> [Work instructions]: Continue the news article about the sentencing of Michael "Mickey" Davis, starting right after its last sentence.

=== Text segment ===

Photos: Michael 'Mickey' Davis case
 
Mob associate given four years in prison for plotting to break both legs of car dealer who owed him $250,000
The two mob-connected tough guys were expecting a big payday for breaking the legs of a deadbeat suburban businessman, but like any job it came with its own headaches.

The guy who had ordered the beating, Michael "Mickey" Davis, wasn't just anybody. He was a longtime partner of reputed mob lieutenant Salvatore "Solly D" DeLaurentis and had Outfit connections that purportedly went all the way to the top.
Davis was looking for a crew that would administer a vicious beating to Melrose Park used car dealer R.J. Serpico for failing to pay back a $300,000 loan. He wanted the beating to look like a domestic incident. And he wanted it done in short order, court records show.

"We definitely can't (expletive) around with these guys or we're gonna have a big (expletive) headache," Paul Carparelli, the man entrusted to get the beating done, told his associate in a series of recorded phone calls in July 2013. "The guy already gave the down payment. He's a (expletive) mean mother(expletive). I don't wanna have no problems with him."
Unbeknownst to Carparelli, the beefy union bodyguard he'd enlisted to coordinate the assault, George Brown, had been nabbed months earlier in an unrelated plot and was secretly cooperating with the FBI. In July 2013, agents swooped in to stop the beating before it was carried out.

On Tuesday, Davis was sentenced to four years in prison for ordering the violent assault that seemed ripped from the pages of a low-grade gangster film.

"No one is above the law, and the means used, breaking legs, should only be seen in the movies," U.S. District Judge Samuel Der-Yeghiayan said in handing down the sentence.
Davis, 58, a wealthy landfill owner, showed no emotion as the decision was announced. In the courtroom gallery, several family members wiped tears from their eyes, and Davis' wife, Lisa, doubled over at the waist and stared at the floor.

Davis was convicted in June of two extortion-related counts. Prosecutors had asked Der-Yeghiayan for a sentence of up to six years in prison, saying Serpico still suffers from lingering psychological issues stemming from the ordeal.

Serpico testified at trial that he was afraid he would "end up dead" after Davis paid a visit to Ideal Motors one day in early 2013 and demanded his money back. According to Serpico, Davis asked him in a thinly veiled threat, "How are your wife and kids doing? Are you still living in Park Ridge? Does your wife still own that salon in Schaumburg?"

"These kind of people are — they are ruthless," Serpico testified. "And they're going to do whatever they can to get their money."

=== Records provided ===

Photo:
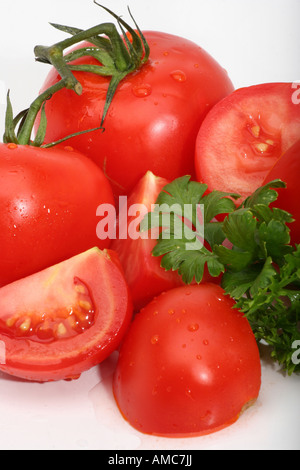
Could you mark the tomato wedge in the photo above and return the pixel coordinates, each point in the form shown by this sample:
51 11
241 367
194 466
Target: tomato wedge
244 135
288 170
66 319
143 273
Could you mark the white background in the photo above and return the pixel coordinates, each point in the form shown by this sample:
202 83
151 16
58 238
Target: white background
256 41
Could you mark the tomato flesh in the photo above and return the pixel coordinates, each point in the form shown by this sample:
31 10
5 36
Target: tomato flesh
188 365
48 201
244 135
154 117
287 168
65 319
143 273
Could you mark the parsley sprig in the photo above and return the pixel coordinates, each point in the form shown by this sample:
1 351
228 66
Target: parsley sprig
250 247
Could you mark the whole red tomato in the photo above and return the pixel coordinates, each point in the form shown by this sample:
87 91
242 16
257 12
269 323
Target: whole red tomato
48 203
154 117
188 365
287 169
59 322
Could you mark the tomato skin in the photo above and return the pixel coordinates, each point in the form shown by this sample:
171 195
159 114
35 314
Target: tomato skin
66 358
287 169
48 202
188 364
143 272
244 135
154 117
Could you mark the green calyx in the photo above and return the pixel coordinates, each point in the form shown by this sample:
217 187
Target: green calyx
117 56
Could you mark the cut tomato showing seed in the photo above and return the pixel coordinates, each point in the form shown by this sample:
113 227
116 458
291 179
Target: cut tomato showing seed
244 135
66 319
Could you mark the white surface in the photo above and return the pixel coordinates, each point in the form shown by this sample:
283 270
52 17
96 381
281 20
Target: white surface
256 41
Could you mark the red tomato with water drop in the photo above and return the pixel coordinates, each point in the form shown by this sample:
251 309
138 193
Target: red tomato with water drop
154 117
188 365
244 135
48 203
143 272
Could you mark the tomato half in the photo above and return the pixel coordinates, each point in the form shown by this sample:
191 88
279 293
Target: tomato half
154 117
244 135
62 321
188 365
288 170
48 203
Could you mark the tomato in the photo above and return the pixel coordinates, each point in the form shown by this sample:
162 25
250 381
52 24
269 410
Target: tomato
154 117
144 275
244 135
188 365
287 169
62 321
48 202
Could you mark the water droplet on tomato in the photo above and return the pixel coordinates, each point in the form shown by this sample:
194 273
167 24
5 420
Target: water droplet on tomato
193 327
142 90
178 75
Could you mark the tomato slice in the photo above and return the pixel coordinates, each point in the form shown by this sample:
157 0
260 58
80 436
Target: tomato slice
244 135
188 365
62 321
287 169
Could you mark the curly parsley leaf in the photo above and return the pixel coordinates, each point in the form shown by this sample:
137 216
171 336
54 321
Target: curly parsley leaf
251 247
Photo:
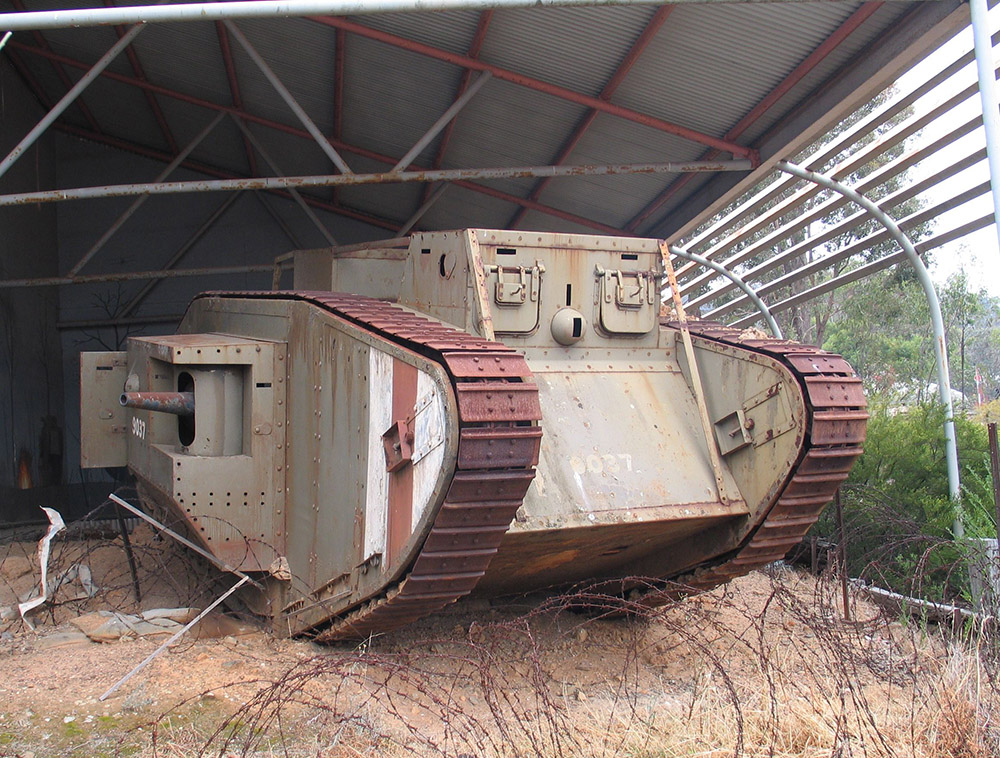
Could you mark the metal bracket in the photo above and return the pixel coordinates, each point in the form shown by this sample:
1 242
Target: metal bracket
516 284
397 441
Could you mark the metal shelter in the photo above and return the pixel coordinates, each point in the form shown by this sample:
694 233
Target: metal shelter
297 124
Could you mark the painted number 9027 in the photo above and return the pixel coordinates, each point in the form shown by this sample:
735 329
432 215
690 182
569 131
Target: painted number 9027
599 464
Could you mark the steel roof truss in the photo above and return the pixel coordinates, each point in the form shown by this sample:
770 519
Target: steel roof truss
586 223
234 89
296 195
68 98
850 25
628 61
137 203
870 182
538 85
289 99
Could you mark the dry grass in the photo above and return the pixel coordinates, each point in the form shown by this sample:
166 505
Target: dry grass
771 671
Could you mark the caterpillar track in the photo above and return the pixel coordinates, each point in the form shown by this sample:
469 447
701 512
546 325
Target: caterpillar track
835 432
493 412
498 447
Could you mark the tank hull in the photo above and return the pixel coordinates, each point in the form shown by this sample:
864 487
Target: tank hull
374 461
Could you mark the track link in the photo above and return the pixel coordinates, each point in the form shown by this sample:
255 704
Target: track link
499 438
837 418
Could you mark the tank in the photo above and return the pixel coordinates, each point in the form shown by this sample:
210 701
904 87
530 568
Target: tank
472 410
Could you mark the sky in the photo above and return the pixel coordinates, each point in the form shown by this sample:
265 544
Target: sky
978 254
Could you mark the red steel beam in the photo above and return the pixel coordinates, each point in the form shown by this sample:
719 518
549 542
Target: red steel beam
536 84
33 84
234 89
339 144
154 106
828 45
637 49
61 73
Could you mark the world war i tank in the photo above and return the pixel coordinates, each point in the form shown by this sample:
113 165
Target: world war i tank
479 410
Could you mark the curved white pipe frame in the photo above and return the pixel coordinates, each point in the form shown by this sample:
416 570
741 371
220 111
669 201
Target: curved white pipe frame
735 279
937 322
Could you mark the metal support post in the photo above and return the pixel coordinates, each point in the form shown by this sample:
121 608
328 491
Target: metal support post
988 95
735 279
120 221
67 99
842 556
937 322
290 101
442 122
296 195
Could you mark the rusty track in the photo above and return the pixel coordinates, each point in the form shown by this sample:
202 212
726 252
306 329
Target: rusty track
835 406
499 438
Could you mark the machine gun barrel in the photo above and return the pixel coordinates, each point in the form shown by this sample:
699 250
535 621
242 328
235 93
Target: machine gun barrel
177 403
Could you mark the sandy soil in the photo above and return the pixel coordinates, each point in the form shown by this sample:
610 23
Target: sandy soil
763 666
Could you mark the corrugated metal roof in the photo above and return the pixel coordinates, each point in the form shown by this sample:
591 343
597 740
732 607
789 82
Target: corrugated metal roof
706 68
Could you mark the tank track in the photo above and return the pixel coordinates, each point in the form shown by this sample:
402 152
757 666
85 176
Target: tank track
835 407
499 438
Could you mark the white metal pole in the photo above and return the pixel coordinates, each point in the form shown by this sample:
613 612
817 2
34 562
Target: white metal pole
988 95
67 99
937 322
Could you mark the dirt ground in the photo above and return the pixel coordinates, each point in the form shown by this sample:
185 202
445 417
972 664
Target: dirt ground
764 666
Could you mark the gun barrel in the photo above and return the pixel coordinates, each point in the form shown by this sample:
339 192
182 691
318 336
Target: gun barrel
177 403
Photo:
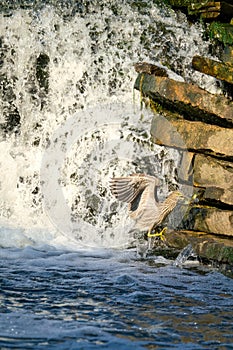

===

> [Answer to the problem]:
Serpico testified at trial that he was well aware of Davis' friendship with reputed Outfit bosses John and Peter DiFronzo and that he often saw Davis and Peter DiFronzo cruising past his Ideal Motors dealership in DiFronzo's black Cadillac Escalade. Serpico said he also had heard that Davis was partnered with DeLaurentis, a feared capo convicted in the 1990s of racketeering conspiracy in connection with a violent gambling crew.

Prosecutors allege that within months of the ominous confrontation at Ideal Motors, Davis, infuriated that Serpico had still failed to pay back the loan, ordered his brutal beating, enlisting the help of the owner of a well-known Italian restaurant in Burr Ridge to find the right guys for the job. The restaurateur went to Carparelli, who in turn hired a team to carry out the beating for $10,000, according to prosecutors. Carparelli pleaded guilty to a separate extortion in May.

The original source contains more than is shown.